As I read through emancipation studies, African American community studies, labor history, and plantation studies, it occurred to me that free African Americans in the early republic shared more common ground with other emancipated people throughout the Atlantic world over the course of the nineteenth century than the existing scholarship allows.6 I realized that early republic emancipators were no less concerned with matters of political economy than subsequent generations. They pursued emancipation with an eye toward implementing a wage labor system, and they expected to manipulate this system to their advantage. The early republic emancipations made slaves into wage-earning manual laborers who joined a fast-growing population of working poor. In this book I focus on one segment of this population: free African American agricultural laborers who worked in the Eastern Shore of Maryland. I explain how African Americans made the transition from slave labor to wage labor. I also consider this transition from the perspective of the slaveholders who made it possible and shaped its process. The story begins with the manumission of hundreds of slaves, and follows this manumitted generation and their freeborn (p.xi) children and grandchildren through the process of inventing new identities, new associations, and new communities over the next half-century.

Your instructions → Please list the fields of scholarship the author says they read through in the passage on emancipation in the early republic.

Supplied material →

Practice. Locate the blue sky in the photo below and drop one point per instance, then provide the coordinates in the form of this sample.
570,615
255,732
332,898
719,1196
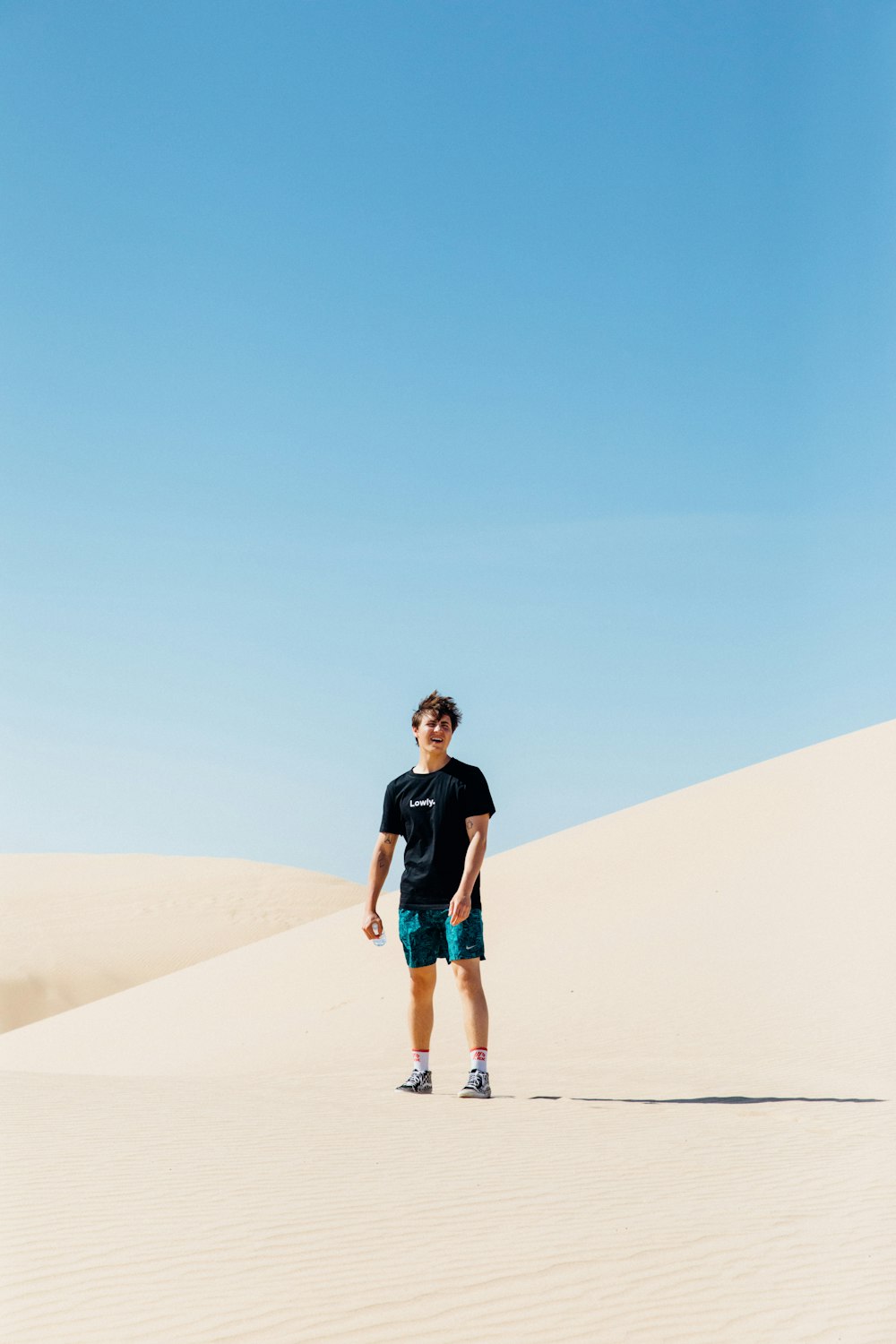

Solution to the problem →
- emancipation studies
- African American community studies
- labor history
- plantation studies